■ **STATED EXERCISE**
Return every line of the listing below verbatim, omitting the pictures.

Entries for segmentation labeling
*-*-*
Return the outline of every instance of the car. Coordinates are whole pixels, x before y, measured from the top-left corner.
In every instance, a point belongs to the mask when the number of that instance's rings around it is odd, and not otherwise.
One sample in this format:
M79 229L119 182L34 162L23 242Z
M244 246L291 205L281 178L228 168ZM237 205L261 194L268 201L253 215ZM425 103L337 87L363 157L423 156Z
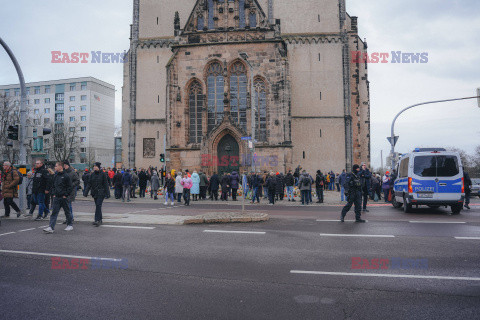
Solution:
M458 152L443 148L417 148L403 155L397 164L392 204L405 213L413 206L451 207L452 214L463 209L465 188L462 160Z
M480 197L480 178L473 178L472 179L472 187L471 187L470 196Z

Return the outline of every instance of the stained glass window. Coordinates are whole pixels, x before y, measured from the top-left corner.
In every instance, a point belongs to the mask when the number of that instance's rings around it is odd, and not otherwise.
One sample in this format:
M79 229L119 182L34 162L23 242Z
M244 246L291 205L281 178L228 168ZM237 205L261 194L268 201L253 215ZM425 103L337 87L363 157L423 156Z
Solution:
M267 90L265 82L254 81L257 141L267 141Z
M220 63L215 62L210 65L207 72L208 88L208 110L207 110L207 129L213 130L217 124L223 120L224 111L224 82L223 68Z
M245 65L236 62L230 76L230 114L235 123L247 130L247 72Z
M188 108L190 115L190 143L202 141L202 85L198 81L192 82L188 90Z

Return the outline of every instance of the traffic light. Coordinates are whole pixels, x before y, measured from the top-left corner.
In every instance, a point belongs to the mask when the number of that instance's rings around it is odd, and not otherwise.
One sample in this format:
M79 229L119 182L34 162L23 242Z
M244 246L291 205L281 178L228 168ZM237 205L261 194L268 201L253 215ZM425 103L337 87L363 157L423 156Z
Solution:
M7 138L10 140L18 140L18 126L8 126Z

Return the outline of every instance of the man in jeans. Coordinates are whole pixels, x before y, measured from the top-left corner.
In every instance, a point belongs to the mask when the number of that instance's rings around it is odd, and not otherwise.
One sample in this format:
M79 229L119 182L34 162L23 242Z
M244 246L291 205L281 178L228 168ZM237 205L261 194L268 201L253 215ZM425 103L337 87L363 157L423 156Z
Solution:
M293 185L295 184L295 177L292 174L292 170L288 170L285 176L285 186L287 187L287 199L288 201L295 201L293 195Z
M32 187L32 200L35 205L38 205L38 216L35 219L40 221L48 216L50 210L48 210L45 205L45 194L48 194L50 190L50 173L48 173L47 168L42 160L37 160L35 162L35 173L33 175L33 187ZM35 211L35 205L30 209L30 214L33 215Z
M125 194L127 195L127 202L130 202L130 188L132 185L132 175L130 174L130 169L127 169L127 172L122 177L122 185L123 185L123 192L122 192L122 202L125 202Z
M2 194L3 205L5 207L5 215L3 217L10 217L10 207L17 212L17 218L20 217L21 212L13 198L18 198L18 185L20 183L20 176L17 170L12 167L8 161L3 163L2 173Z
M53 209L50 216L50 226L43 229L45 233L53 233L55 230L55 224L57 223L57 216L60 209L63 209L65 216L67 217L67 228L65 231L72 231L72 214L70 212L70 206L68 197L73 192L73 184L70 176L63 169L64 163L58 161L55 164L55 176L52 182L52 197L53 197Z

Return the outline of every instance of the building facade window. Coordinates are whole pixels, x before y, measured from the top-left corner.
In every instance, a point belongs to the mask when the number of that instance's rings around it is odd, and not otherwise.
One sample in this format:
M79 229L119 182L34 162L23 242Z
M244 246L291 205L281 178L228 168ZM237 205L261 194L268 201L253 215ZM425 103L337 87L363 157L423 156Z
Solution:
M238 1L238 27L240 29L245 28L245 0Z
M255 88L255 107L256 107L256 140L267 141L267 89L265 81L256 79Z
M230 72L230 114L240 128L247 130L247 71L236 62Z
M202 141L203 91L198 81L193 81L188 90L188 110L190 115L190 143Z
M155 158L155 138L143 139L143 157Z
M208 109L207 124L208 132L213 130L223 120L224 112L224 83L223 68L218 62L210 65L207 72Z
M250 17L249 17L249 23L250 23L250 28L256 28L257 27L257 15L255 12L250 12Z
M213 21L213 15L215 8L213 7L213 0L208 1L208 29L212 30L215 29L215 22Z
*-*-*
■ **OUTPUT FOR THIS EXERCISE**
Return the outline of every instance of the car. Coordinates are whole pixels, x before y, measured from the top-left corner.
In every instance, a point belongs to the mask when the number of that instance's rings around it is odd, and not otherwise.
One sample in this format:
M79 229L119 182L34 162L23 242Z
M244 246L291 205L281 178L228 168ZM237 205L261 194L268 201L253 215ZM425 103L337 87L363 157L423 156Z
Solution:
M458 152L443 148L417 148L403 155L397 164L392 204L405 213L413 206L451 207L452 214L463 209L465 188L462 160Z
M480 197L480 178L473 178L472 179L472 187L471 187L470 196Z

Return the outline of every instance of the stained glass window. Coordinates are whole pixels, x before y, measured from the top-left corner.
In every instance, a point belongs to the mask when the number of that instance's rings around it is odd, and not otherwise.
One sample in this format:
M79 229L119 182L34 162L23 242Z
M244 246L291 205L281 178L228 168ZM237 205L261 194L268 201L253 215ZM425 103L337 87L363 157L423 156Z
Solution:
M267 90L265 82L254 81L257 141L267 141Z
M220 63L215 62L210 65L207 72L208 88L208 110L207 110L207 129L213 130L217 124L223 120L224 111L224 82L223 68Z
M245 65L236 62L230 76L230 114L235 123L247 130L247 72Z
M188 108L190 115L190 143L202 141L202 85L198 81L192 82L188 90Z

Return the outline of every instance of the traffic light. Coordinates are whole pixels, x before y, measured from the top-left corner.
In every instance, a point belongs to the mask when the number of that instance's rings around it is odd, and not otherwise.
One sample in this format:
M79 229L119 182L34 162L23 242Z
M244 246L291 205L281 178L228 168ZM237 205L261 194L268 201L253 215ZM425 103L337 87L363 157L423 156Z
Solution:
M7 138L10 140L18 140L18 126L8 126Z

Return the outline of every instance of the man in jeans. Coordinates are whole pixels, x before y, measured from the top-left corner.
In every instance, a point belongs to the mask when the number of that instance's rings around it is odd, and not otherwise.
One sample in this format:
M79 229L119 182L34 162L23 242Z
M244 246L291 205L281 178L228 168ZM237 205L261 194L268 201L253 215ZM425 103L337 87L363 157L423 156Z
Solution:
M293 185L295 184L295 177L292 174L292 170L288 170L285 176L285 186L287 187L287 199L288 201L295 201L293 195Z
M32 187L32 200L35 205L38 205L38 216L35 219L40 221L48 216L50 210L48 210L45 205L45 194L48 194L50 190L50 173L48 173L47 168L42 160L37 160L35 162L35 173L33 175L33 187ZM35 211L35 205L30 209L30 214L33 215Z
M125 194L127 195L127 202L130 202L130 188L132 185L132 175L130 174L130 169L127 169L127 172L122 177L122 185L123 185L123 192L122 192L122 202L125 202Z
M2 194L3 205L5 207L5 215L3 217L10 217L10 207L17 212L17 218L20 217L21 212L13 198L18 198L18 185L20 183L20 176L17 170L12 167L8 161L3 163L2 173Z
M53 209L50 216L50 226L43 229L45 233L53 233L55 230L55 224L57 223L57 216L60 209L63 209L65 216L67 217L67 228L65 231L72 231L72 214L70 212L70 206L68 197L73 192L73 184L70 176L63 169L64 163L58 161L55 164L55 176L52 182L52 197L53 197Z

Return the outline of every instance of the building facade window. Coordinates are whole pixels, x before y, measured from the top-left corner.
In every instance, a point belongs to the mask when the number of that instance's rings around it is odd, and not otherwise.
One sample in this format:
M79 229L119 182L34 162L23 242Z
M244 246L291 205L281 178L228 168ZM237 205L261 194L268 201L253 215ZM425 103L337 87L363 157L423 156Z
Solution:
M238 1L238 27L240 29L245 28L245 0Z
M255 88L255 107L256 107L256 140L267 141L267 89L265 81L256 79Z
M230 72L230 114L240 128L247 130L247 71L236 62Z
M202 141L203 91L198 81L193 81L188 90L188 110L190 115L190 143Z
M155 158L155 138L143 139L143 157Z
M208 109L207 124L208 132L213 130L223 120L224 112L224 83L223 68L218 62L210 65L207 72Z
M250 17L249 17L249 23L250 23L250 28L256 28L257 27L257 15L255 12L250 12Z
M213 21L213 15L215 8L213 7L213 0L208 1L208 29L212 30L215 29L215 22Z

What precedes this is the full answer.